Please write the next part of the article excerpt about Utah's lawsuit over public land managed by the BLM, picking up right after its last sentence.

**Text segment**.
"""
The challenge arises at a time of resurgent states’ rights fervor and distrust of Washington.

“It’s absolutely a Hail Mary,” said Stephen Bloch, the legal director for the Southern Utah Wilderness Alliance. “All of the law says that Utah is wrong, and yet they’re persisting in trying to chart an entirely new path.”

“It’s a weird lawsuit,” is the opinion of John Leshy, the Interior Department’s chief attorney during the Clinton administration and today the Emeritus Harry D. Sunderland and Distinguished Professor at the University of California Hastings College of the Law. “What Utah is claiming here is that they only have a constitutional claim on the ‘unappropriated’ public land that BLM manages. Now, frankly, nobody knows what that means. There’s no general standard definition of ‘appropriated’ or ‘unappropriated.’ Congress hardly ever uses that term. They’re just kind of making it up and they leave it very ill-defined.”
"""
**Data rows**.
"""
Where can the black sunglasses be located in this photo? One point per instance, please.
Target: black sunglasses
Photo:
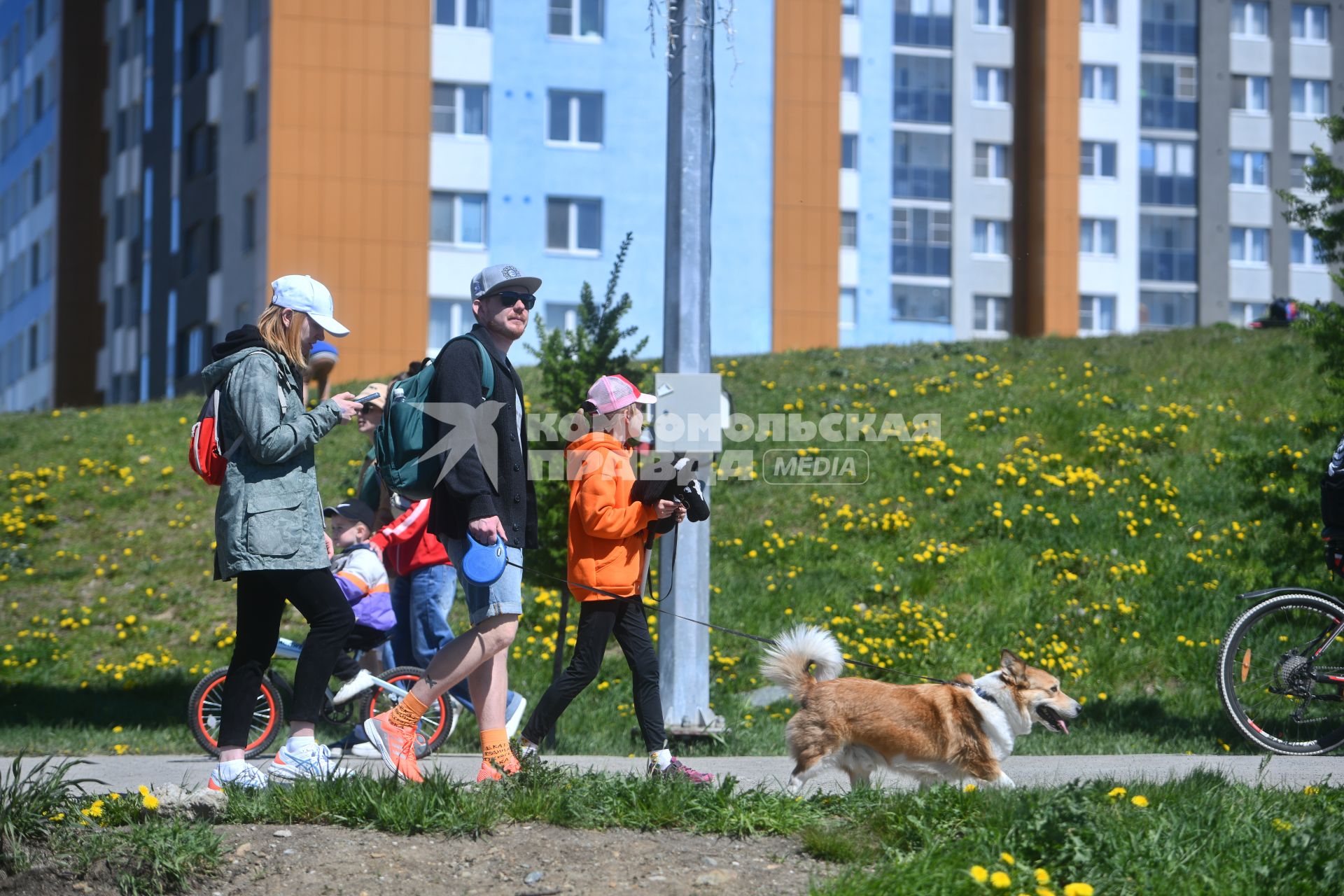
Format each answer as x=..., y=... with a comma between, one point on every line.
x=511, y=298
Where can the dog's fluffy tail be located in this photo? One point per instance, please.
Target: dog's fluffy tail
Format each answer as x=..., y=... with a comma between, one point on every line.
x=787, y=663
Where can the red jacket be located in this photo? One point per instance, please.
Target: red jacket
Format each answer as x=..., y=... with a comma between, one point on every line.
x=407, y=546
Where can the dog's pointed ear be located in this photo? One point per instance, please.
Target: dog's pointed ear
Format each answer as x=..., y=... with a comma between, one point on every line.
x=1014, y=669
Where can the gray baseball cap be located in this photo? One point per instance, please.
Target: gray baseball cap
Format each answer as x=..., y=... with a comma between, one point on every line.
x=500, y=277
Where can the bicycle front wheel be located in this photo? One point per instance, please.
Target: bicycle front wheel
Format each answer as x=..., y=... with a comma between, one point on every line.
x=204, y=711
x=1270, y=669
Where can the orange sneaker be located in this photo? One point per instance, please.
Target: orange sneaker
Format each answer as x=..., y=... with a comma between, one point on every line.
x=396, y=745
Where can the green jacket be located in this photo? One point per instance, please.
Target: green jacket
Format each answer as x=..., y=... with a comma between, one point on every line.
x=269, y=514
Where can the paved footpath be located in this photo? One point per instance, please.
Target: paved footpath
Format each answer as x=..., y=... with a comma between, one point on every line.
x=128, y=773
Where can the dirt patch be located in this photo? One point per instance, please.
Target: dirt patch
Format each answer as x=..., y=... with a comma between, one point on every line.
x=523, y=860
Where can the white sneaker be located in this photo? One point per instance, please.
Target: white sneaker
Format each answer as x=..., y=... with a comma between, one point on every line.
x=515, y=716
x=249, y=780
x=314, y=763
x=355, y=687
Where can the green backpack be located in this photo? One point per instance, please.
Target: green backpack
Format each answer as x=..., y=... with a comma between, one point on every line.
x=402, y=438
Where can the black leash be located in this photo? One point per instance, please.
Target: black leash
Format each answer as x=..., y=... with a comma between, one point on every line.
x=715, y=628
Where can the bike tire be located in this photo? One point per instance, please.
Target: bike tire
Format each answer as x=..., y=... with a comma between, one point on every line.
x=438, y=722
x=1264, y=630
x=203, y=710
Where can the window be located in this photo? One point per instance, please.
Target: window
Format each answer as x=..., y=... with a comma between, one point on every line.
x=460, y=109
x=1100, y=83
x=1250, y=93
x=201, y=51
x=1171, y=26
x=1167, y=172
x=1097, y=237
x=990, y=315
x=1096, y=314
x=848, y=229
x=924, y=23
x=201, y=150
x=562, y=316
x=992, y=14
x=992, y=162
x=448, y=318
x=575, y=117
x=251, y=115
x=1167, y=248
x=923, y=89
x=1249, y=168
x=848, y=308
x=911, y=302
x=1168, y=96
x=1249, y=246
x=991, y=237
x=1164, y=311
x=249, y=222
x=574, y=225
x=1097, y=159
x=850, y=152
x=991, y=85
x=468, y=14
x=1100, y=13
x=921, y=166
x=1250, y=19
x=850, y=74
x=921, y=241
x=1310, y=22
x=1298, y=171
x=1306, y=251
x=1242, y=314
x=1310, y=97
x=575, y=18
x=457, y=219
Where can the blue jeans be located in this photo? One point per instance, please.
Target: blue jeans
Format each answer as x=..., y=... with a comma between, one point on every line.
x=421, y=602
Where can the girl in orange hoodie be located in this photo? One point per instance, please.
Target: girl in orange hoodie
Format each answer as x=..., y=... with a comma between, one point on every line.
x=606, y=551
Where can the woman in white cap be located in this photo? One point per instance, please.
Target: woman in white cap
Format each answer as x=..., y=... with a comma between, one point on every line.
x=269, y=527
x=606, y=540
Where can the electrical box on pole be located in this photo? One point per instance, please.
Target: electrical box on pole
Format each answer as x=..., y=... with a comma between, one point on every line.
x=685, y=647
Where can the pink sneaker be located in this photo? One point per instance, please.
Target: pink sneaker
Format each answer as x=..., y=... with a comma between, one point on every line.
x=678, y=770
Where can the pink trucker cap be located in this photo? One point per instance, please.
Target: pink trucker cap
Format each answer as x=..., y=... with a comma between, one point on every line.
x=613, y=393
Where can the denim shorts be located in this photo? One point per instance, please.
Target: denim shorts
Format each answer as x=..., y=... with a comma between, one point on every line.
x=502, y=598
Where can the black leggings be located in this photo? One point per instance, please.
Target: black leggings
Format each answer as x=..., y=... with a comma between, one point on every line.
x=597, y=621
x=261, y=603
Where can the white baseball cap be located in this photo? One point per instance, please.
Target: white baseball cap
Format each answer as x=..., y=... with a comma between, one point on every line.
"""
**Output for this task**.
The lawsuit is steeped with the fervor of the “Sagebrush Rebellion of the 1980s that sought to have federal lands in the West given over to the states The poster child of the rebellion rose up on July 4, 1980, when several hundred people gathered in Moab, Utah, on the doorstep of both Canyonlands and Arches national parks, to celebrate the nation’s birthday…and decry federal land-management policies. From atop a Caterpillar bulldozer, adorned with “Sagebrush Rebel” stickers and spouting a U.S. flag from its smokestack, county officials complained about federal land managers. After firing up the crowd, the politicians fired up the bulldozer and, while following the scant traces of an abandoned mining road, worked to scrape a path into a nearby Wilderness Study Area on BLM lands.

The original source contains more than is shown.